>>>>>

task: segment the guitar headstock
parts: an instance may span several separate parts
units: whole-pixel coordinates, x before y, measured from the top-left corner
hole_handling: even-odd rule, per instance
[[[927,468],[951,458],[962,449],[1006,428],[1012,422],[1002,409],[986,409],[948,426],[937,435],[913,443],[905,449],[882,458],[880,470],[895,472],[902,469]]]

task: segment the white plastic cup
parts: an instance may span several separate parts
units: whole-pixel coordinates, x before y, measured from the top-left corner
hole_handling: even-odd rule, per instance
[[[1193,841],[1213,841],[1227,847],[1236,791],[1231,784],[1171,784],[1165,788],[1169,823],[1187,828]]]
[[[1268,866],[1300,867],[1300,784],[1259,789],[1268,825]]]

<<<<<

Retype all the data verbatim.

Result of this task |
task: segment the guitar headstock
parts: an instance may span several separate parts
units: whole-pixel coordinates, x before y, measured from the top-left corner
hole_handling: even-odd rule, per instance
[[[927,468],[951,458],[962,449],[1006,428],[1012,422],[1002,409],[986,409],[948,426],[937,435],[913,443],[905,449],[882,458],[880,470],[895,472],[902,469]]]

task: segment the white plastic cup
parts: an instance may span several separate parts
units: whole-pixel coordinates, x before y, measured from the top-left corner
hole_handling: even-odd rule, per instance
[[[1193,841],[1213,841],[1227,847],[1236,791],[1231,784],[1171,784],[1165,788],[1169,823],[1187,828]]]
[[[1268,866],[1300,867],[1300,784],[1259,789],[1268,825]]]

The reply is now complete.